## BEGIN RECORDS
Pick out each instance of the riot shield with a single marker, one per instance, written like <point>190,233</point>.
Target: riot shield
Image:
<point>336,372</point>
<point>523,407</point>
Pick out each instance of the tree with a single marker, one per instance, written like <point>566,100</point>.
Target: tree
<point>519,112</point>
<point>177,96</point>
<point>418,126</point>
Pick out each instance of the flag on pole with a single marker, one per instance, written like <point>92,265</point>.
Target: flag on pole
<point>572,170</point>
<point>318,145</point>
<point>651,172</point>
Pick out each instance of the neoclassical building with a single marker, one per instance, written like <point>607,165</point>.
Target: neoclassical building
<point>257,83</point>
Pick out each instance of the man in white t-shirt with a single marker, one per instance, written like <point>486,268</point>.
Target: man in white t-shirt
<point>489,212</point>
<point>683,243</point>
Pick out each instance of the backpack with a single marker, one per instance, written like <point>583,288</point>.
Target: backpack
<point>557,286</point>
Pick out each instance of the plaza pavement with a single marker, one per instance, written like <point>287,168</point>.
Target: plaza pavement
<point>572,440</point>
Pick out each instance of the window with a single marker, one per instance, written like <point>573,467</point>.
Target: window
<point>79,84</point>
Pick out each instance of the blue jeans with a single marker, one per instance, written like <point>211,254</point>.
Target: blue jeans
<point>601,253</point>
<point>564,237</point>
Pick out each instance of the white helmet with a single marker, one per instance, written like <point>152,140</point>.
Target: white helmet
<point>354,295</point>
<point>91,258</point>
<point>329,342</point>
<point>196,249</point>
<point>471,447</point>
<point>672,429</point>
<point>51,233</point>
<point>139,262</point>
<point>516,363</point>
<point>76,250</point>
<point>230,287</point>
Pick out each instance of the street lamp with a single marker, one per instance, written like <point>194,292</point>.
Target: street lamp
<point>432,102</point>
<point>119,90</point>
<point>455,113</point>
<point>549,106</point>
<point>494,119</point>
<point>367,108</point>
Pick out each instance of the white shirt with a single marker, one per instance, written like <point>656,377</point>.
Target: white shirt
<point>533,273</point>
## END RECORDS
Pull out the stretch from the beginning of the items through the line that contains "<point>651,172</point>", both ends included, and reproduce it line for line without any changes.

## OUTPUT BELOW
Pick out each instance of the riot shield with a single marker, one per instance, written like <point>190,233</point>.
Target: riot shield
Image:
<point>336,372</point>
<point>523,407</point>
Pick out each instance of the tree with a single marker, one per instance, written like <point>566,100</point>.
Target: tree
<point>519,112</point>
<point>177,96</point>
<point>418,126</point>
Pick out each instance of the flag on pole with a single marker, one per instance, written like <point>92,265</point>.
Target: flag on pole
<point>572,170</point>
<point>318,145</point>
<point>651,172</point>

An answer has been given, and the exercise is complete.